__TEXTO DEL EJERCICIO__.
========================================================================

El PSOE contempla ceder diputados para dejar gobernar a Rajoy
El desempate del 26-J se saldó en favor del centro-derecha y confirmó un escenario parlamentario en el que la izquierda española aparece fragmentada en dos partidos -uno con 85 escaños y el otro con 71- que pugnarán por ejercer la oposición al futuro Gobierno de Mariano Rajoy.
Hay alivio en el PSOE tras las elecciones, pero también preocupación e incertidumbre porque los 85 escaños suponen el peor resultado de su historia y porque los más de un millón de votantes que han abandonado a Podemos desde el 20-D tampoco han querido votar al PSOE. «Hay un millón de huérfanos de la izquierda que no han votado. Y los dos partidos del bloque de la izquierda hemos perdido votos. El drama es que los que no han votado a Podemos tampoco han votado al PSOE. Y eso es porque este PSOE no moviliza, no es ganador. Vencer a Podemos es un pobre objetivo», asegura un ex dirigente socialista.

========================================================================

__TAREA ASIGNADA A__. Indica si cada afirmación coincide con el artículo sobre el PSOE, respondiendo sí o no y citando las palabras decisivas: (i) los 85 escaños del PSOE son el peor resultado de su historia; (ii) los votantes que abandonaron a Podemos desde el 20-D votaron al PSOE; (iii) el desempate del 26-J favoreció a la izquierda.
__TAREA ASIGNADA B__. Cita el fragmento del artículo sobre el PSOE que va desde «Hay alivio en» hasta «ex dirigente socialista.».
__TAREA ASIGNADA C__. Por favor, prolonga el artículo sobre el PSOE y el futuro Gobierno de Rajoy a partir del punto en que termina.
El listado no tiene relación con el artículo sobre el PSOE.

__DATOS SIN PROCESAR__.
========================================================================

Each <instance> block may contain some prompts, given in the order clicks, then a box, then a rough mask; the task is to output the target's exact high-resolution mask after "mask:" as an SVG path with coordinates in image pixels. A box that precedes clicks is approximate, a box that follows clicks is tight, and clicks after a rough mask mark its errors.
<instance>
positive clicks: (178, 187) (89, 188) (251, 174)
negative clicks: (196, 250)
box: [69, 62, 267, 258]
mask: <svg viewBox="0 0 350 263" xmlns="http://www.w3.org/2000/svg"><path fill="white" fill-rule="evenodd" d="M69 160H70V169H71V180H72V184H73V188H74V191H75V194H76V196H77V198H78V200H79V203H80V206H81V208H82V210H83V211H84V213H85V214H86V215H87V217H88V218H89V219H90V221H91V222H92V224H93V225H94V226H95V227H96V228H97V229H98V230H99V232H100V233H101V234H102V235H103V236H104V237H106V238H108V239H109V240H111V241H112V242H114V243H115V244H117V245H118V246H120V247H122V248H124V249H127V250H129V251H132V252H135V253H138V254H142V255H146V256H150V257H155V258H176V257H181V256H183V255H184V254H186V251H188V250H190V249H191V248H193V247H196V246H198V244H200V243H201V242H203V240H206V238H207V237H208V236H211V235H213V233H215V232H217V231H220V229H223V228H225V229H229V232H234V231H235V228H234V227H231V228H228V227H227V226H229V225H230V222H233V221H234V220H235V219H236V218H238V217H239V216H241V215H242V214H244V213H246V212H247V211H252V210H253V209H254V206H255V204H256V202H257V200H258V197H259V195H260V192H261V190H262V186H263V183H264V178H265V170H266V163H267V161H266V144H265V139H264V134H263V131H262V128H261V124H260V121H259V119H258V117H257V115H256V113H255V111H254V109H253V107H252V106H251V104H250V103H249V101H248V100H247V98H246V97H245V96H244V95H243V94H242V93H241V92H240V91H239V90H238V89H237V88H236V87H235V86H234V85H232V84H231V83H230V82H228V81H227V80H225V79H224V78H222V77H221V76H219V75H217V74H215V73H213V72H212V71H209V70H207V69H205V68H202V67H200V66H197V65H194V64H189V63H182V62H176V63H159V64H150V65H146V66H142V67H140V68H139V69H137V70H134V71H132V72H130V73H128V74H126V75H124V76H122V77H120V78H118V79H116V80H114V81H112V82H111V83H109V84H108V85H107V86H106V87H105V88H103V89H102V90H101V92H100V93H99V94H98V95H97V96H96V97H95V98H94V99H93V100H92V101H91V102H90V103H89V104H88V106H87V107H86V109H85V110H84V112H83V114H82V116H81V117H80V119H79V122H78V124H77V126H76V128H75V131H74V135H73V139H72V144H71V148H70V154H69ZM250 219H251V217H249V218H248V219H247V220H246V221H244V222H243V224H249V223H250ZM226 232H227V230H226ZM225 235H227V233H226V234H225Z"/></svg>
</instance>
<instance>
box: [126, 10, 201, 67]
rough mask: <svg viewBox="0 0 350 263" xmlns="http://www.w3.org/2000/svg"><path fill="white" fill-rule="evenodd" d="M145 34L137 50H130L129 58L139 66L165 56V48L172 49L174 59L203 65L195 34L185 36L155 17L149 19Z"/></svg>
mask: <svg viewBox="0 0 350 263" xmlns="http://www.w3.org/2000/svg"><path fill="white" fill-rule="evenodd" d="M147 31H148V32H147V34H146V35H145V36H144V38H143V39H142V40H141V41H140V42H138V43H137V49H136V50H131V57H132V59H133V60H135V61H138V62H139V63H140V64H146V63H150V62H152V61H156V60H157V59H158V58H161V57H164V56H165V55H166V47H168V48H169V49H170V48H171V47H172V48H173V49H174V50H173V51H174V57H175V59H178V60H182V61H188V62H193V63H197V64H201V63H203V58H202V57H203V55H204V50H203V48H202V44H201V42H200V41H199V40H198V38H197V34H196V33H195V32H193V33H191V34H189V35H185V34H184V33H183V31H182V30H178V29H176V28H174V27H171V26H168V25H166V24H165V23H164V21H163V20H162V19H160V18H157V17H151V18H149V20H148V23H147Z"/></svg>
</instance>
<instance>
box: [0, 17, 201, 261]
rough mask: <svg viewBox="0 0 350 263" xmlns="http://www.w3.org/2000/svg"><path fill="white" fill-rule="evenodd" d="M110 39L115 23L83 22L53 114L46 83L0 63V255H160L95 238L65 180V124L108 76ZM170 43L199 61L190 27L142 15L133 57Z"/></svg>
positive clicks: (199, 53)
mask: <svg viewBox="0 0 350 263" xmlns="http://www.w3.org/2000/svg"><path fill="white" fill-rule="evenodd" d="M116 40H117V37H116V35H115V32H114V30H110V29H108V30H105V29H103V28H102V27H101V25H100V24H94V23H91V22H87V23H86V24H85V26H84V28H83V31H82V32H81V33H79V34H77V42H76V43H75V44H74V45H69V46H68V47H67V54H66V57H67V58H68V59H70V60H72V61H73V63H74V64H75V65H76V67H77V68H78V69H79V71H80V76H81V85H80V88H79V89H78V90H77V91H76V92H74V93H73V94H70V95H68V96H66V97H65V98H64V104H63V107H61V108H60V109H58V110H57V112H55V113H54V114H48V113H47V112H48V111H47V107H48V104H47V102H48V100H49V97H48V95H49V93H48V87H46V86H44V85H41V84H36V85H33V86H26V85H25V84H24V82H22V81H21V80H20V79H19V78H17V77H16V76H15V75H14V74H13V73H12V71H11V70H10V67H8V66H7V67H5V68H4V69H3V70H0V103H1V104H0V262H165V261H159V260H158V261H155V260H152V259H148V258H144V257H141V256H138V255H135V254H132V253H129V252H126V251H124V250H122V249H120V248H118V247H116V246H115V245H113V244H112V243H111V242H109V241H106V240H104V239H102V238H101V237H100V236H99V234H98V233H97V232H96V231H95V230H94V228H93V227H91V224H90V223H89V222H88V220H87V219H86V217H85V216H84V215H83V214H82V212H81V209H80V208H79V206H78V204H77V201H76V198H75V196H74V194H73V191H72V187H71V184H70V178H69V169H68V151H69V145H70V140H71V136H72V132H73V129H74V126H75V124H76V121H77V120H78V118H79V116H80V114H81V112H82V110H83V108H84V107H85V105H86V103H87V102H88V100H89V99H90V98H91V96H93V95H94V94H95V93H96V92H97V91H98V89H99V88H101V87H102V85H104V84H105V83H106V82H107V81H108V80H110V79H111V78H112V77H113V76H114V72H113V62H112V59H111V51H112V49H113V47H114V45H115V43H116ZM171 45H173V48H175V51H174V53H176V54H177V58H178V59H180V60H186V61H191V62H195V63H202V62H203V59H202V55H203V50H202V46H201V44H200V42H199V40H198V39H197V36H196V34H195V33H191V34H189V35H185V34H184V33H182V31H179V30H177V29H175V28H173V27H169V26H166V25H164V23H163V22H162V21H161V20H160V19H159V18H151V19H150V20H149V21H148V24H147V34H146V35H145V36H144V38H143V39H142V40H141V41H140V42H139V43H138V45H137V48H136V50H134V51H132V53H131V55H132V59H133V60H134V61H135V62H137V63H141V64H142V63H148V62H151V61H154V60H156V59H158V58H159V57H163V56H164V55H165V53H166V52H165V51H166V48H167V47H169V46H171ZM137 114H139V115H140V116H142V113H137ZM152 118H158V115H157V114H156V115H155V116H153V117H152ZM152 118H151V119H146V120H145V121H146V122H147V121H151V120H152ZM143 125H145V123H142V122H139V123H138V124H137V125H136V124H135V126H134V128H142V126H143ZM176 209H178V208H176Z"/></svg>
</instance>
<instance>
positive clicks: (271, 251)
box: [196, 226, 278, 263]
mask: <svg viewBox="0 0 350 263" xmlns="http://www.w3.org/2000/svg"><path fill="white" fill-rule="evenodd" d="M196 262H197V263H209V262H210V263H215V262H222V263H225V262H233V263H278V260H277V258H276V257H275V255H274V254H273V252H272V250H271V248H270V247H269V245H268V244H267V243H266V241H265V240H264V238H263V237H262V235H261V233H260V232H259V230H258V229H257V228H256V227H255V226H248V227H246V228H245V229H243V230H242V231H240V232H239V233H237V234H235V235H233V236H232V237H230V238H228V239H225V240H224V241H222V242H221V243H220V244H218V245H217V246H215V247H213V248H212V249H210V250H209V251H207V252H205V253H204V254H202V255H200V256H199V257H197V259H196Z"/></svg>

========================================================================

__RESPUESTA ESCRITA A__.
(i) Sí: «los 85 escaños suponen el peor resultado de su historia».
(ii) No: «los más de un millón de votantes que han abandonado a Podemos desde el 20-D tampoco han querido votar al PSOE».
(iii) No: «El desempate del 26-J se saldó en favor del centro-derecha».

__RESPUESTA ESCRITA B__.
Hay alivio en el PSOE tras las elecciones, pero también preocupación e incertidumbre porque los 85 escaños suponen el peor resultado de su historia y porque los más de un millón de votantes que han abandonado a Podemos desde el 20-D tampoco han querido votar al PSOE. «Hay un millón de huérfanos de la izquierda que no han votado. Y los dos partidos del bloque de la izquierda hemos perdido votos. El drama es que los que no han votado a Podemos tampoco han votado al PSOE. Y eso es porque este PSOE no moviliza, no es ganador. Vencer a Podemos es un pobre objetivo», asegura un ex dirigente socialista.

__RESPUESTA ESCRITA C__.
«El problema es el PSOE desde hace años. En el momento de la máxima responsabilidad, el partido ha fallado, aún con un líder renovado. Esta es la historia de España, la historia de la división de la izquierda. Dos partidos incapaces de entenderse. Ahora mismo, no existe a corto plazo una alternativa de izquierda a la hegemonía de la derecha». Esta reflexión es compartida por dirigentes y personalidades socialistas relevantes de todas las generaciones.
«La fractura de la izquierda es muy gorda, y el PP la ha estimulado y la ha utilizado muy bien en determinados medios de comunicación.